------ MATERIAL PROVIDED

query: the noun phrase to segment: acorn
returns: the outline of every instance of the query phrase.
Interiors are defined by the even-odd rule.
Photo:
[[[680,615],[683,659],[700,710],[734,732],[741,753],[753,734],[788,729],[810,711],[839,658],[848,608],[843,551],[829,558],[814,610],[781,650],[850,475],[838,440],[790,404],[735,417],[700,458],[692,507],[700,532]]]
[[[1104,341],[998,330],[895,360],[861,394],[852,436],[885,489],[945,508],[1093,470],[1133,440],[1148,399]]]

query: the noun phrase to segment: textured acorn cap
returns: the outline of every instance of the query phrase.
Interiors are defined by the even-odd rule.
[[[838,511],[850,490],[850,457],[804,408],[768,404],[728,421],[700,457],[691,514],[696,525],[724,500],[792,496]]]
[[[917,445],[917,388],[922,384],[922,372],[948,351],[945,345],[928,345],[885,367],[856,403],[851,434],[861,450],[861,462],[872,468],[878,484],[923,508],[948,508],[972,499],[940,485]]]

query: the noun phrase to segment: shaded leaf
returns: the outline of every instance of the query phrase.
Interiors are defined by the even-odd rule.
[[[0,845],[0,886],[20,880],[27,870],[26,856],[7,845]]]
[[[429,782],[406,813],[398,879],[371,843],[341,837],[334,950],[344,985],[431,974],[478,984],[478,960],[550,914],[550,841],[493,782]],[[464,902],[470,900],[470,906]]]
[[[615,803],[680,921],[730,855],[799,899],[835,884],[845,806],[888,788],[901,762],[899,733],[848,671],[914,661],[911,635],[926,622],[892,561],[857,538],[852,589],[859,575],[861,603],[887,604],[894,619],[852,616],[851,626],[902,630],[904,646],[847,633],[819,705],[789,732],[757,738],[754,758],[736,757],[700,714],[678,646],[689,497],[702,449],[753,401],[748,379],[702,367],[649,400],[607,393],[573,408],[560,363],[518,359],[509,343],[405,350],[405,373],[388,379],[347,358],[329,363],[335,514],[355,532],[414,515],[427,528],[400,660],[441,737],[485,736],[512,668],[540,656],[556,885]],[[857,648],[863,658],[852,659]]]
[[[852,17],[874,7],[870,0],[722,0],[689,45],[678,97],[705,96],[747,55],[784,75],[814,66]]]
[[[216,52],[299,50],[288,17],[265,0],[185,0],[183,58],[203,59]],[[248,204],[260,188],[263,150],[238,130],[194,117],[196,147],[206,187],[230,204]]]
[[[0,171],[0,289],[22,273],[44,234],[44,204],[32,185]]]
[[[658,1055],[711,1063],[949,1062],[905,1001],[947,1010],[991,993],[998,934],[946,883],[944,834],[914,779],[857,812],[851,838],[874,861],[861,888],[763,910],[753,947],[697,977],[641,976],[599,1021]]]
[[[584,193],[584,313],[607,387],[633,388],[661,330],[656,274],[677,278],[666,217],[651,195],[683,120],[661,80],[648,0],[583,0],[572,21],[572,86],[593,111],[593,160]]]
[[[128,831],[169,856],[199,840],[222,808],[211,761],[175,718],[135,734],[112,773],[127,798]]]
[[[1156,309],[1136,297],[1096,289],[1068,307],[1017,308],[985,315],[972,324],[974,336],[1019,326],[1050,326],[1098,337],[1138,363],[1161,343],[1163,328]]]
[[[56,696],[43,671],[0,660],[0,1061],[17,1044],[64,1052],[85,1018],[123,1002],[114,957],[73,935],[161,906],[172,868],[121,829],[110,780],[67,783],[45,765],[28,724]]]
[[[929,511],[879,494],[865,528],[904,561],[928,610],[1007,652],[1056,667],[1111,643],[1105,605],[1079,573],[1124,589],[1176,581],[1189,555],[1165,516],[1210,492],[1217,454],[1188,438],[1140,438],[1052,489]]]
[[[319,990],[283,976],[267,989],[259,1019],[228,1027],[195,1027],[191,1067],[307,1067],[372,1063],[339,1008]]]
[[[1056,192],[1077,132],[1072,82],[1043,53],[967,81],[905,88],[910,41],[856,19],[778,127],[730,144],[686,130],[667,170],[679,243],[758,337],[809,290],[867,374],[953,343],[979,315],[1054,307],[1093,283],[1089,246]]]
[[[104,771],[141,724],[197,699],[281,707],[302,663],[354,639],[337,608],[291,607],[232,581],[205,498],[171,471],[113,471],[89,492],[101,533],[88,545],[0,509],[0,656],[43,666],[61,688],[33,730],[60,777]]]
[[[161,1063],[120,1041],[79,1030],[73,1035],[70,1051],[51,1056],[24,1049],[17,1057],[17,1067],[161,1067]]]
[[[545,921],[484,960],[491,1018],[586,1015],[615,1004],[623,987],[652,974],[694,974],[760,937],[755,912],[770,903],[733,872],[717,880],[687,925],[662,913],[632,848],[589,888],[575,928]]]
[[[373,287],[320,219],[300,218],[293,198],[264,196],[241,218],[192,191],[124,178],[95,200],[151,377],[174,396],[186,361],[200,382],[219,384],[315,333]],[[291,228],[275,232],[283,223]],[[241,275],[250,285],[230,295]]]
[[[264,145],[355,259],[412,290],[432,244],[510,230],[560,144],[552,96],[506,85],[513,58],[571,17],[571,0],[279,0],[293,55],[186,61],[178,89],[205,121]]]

------------

Set all of the entries down again, exactly as they were given.

query: the noun phrase to segment: acorn
returns: the outline of every instance of the query phrase.
Interiors are defined by the even-odd rule.
Photo:
[[[680,615],[683,659],[700,710],[734,732],[741,753],[753,734],[788,729],[810,711],[839,658],[848,608],[843,551],[829,558],[814,610],[781,650],[850,475],[838,440],[790,404],[735,417],[700,458],[692,507],[700,532]]]
[[[1104,341],[998,330],[895,360],[861,394],[852,436],[885,489],[945,508],[1093,470],[1133,440],[1148,399]]]

query: the noun phrase to segment: textured acorn cap
returns: the outline of every instance of the query phrase.
Interiors are defined by the even-odd rule.
[[[838,511],[850,490],[850,457],[804,408],[768,404],[728,421],[700,457],[691,514],[696,525],[724,500],[792,496]]]
[[[917,445],[917,388],[922,384],[922,372],[948,351],[945,345],[928,345],[885,367],[856,403],[851,434],[861,450],[861,462],[872,468],[878,484],[923,508],[948,508],[972,499],[940,485]]]

query: the noun phrase to segment: shaded leaf
returns: the outline of every instance of the query phrase.
Interiors are defined by the even-odd rule.
[[[0,845],[0,886],[20,880],[27,870],[26,856],[7,845]]]
[[[429,782],[406,813],[398,879],[371,843],[341,837],[334,950],[344,985],[431,974],[478,984],[478,960],[550,914],[550,841],[493,782]],[[464,902],[470,900],[470,906]]]
[[[615,803],[680,921],[730,855],[799,899],[835,884],[845,806],[888,788],[901,762],[899,733],[848,671],[914,661],[911,635],[926,622],[892,561],[857,538],[852,589],[859,575],[861,603],[887,604],[894,619],[852,616],[851,626],[902,630],[904,646],[847,633],[819,705],[789,732],[757,738],[754,758],[736,757],[700,714],[678,646],[689,497],[702,449],[753,401],[748,379],[702,367],[649,400],[607,393],[573,408],[560,363],[518,359],[509,343],[405,350],[405,373],[388,379],[347,358],[329,363],[335,514],[355,532],[414,515],[427,528],[400,660],[441,737],[485,736],[512,668],[540,656],[556,885]],[[857,648],[863,658],[852,659]]]
[[[852,17],[874,7],[870,0],[722,0],[689,45],[678,97],[705,96],[747,55],[784,75],[814,66]]]
[[[216,52],[299,50],[288,17],[265,0],[185,0],[183,58],[203,59]],[[248,204],[260,188],[263,150],[238,130],[194,117],[196,147],[206,187],[230,204]]]
[[[0,171],[0,289],[22,273],[44,234],[44,204],[32,185]]]
[[[658,1055],[711,1063],[949,1062],[905,1001],[947,1010],[991,993],[998,934],[946,883],[944,834],[914,779],[857,812],[851,838],[874,861],[861,888],[763,910],[753,947],[697,977],[641,976],[599,1021]]]
[[[584,193],[584,313],[607,387],[633,388],[661,330],[656,274],[677,278],[666,217],[651,195],[683,120],[661,80],[648,0],[583,0],[572,21],[572,86],[593,111],[593,160]]]
[[[128,831],[169,856],[199,840],[222,808],[211,761],[175,718],[135,734],[112,773],[127,798]]]
[[[1156,309],[1136,297],[1096,289],[1068,307],[1017,308],[985,315],[972,324],[974,336],[1019,326],[1050,326],[1098,337],[1138,363],[1161,343],[1163,328]]]
[[[56,696],[43,671],[0,660],[0,1061],[17,1044],[64,1052],[85,1018],[123,1002],[114,957],[73,935],[161,906],[172,868],[121,829],[110,780],[67,783],[45,765],[28,724]]]
[[[929,511],[879,494],[865,528],[904,561],[928,610],[1007,652],[1056,667],[1111,643],[1105,605],[1079,573],[1124,589],[1176,581],[1189,555],[1165,516],[1210,492],[1217,454],[1188,438],[1140,438],[1052,489]]]
[[[319,990],[283,976],[267,989],[259,1019],[228,1027],[195,1027],[191,1067],[307,1067],[372,1063],[339,1008]]]
[[[1056,192],[1077,132],[1072,82],[1043,53],[967,81],[905,88],[910,41],[856,19],[778,127],[730,144],[686,130],[667,170],[679,243],[758,337],[809,290],[867,374],[953,343],[979,315],[1054,307],[1093,283],[1089,246]]]
[[[104,771],[141,724],[197,699],[281,707],[302,663],[354,639],[337,608],[291,607],[232,581],[205,498],[171,471],[113,471],[89,492],[101,533],[88,545],[0,509],[0,656],[43,666],[61,688],[33,730],[60,777]]]
[[[161,1063],[120,1041],[79,1030],[73,1035],[70,1051],[51,1056],[24,1049],[17,1057],[17,1067],[161,1067]]]
[[[545,921],[484,960],[491,1018],[586,1015],[615,1004],[623,987],[652,974],[694,974],[760,937],[755,912],[770,903],[733,872],[717,880],[687,925],[662,913],[632,848],[589,888],[575,928]]]
[[[373,287],[320,219],[300,218],[293,198],[264,196],[241,218],[192,191],[124,178],[95,200],[151,377],[174,396],[186,361],[200,382],[219,384],[315,333]],[[291,228],[275,232],[283,223]],[[241,275],[250,285],[230,295]]]
[[[264,145],[355,259],[412,290],[432,244],[510,230],[560,144],[552,96],[506,85],[513,58],[571,17],[571,0],[279,0],[293,55],[186,61],[178,89],[205,121]]]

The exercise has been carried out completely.